>> BEGIN
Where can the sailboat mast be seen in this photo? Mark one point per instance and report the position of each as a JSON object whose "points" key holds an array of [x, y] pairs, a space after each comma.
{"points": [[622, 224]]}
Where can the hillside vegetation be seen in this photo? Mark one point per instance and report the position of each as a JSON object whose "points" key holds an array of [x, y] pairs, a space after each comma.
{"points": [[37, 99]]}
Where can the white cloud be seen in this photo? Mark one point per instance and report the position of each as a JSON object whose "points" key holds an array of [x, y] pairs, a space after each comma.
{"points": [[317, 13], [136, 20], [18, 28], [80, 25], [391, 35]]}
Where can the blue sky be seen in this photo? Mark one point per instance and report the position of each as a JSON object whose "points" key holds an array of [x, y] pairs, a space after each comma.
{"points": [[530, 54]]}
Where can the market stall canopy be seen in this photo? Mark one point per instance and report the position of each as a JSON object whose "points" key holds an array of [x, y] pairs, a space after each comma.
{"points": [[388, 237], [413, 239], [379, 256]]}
>> END
>> BEGIN
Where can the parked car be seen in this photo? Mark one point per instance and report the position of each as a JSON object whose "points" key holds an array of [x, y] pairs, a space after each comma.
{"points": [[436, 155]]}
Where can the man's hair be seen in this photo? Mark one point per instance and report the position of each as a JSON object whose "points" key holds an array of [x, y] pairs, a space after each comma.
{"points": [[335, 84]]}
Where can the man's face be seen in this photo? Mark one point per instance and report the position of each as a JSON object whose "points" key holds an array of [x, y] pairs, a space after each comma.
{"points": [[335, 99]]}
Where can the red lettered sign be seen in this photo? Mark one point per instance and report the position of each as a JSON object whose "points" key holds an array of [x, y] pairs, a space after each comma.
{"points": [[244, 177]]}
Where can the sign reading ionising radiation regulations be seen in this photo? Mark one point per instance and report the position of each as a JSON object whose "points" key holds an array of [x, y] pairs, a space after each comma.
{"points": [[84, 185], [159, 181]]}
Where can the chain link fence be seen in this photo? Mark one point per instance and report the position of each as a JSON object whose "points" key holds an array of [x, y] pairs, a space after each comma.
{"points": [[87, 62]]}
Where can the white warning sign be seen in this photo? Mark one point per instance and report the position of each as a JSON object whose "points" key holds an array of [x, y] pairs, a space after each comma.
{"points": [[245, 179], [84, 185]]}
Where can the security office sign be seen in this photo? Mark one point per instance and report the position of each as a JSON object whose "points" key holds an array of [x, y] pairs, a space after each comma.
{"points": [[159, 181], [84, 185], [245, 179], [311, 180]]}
>> END
>> BEGIN
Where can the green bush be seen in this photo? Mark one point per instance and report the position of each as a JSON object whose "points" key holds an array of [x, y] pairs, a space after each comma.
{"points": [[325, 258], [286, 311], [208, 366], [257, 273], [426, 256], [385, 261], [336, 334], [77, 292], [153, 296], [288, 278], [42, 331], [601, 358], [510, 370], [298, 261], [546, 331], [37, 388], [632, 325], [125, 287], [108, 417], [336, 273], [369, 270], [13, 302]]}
>> END
_DO THIS_
How many of the lines above contain the word "white"? Reply with the number alone.

_REPLY TO THE TASK_
2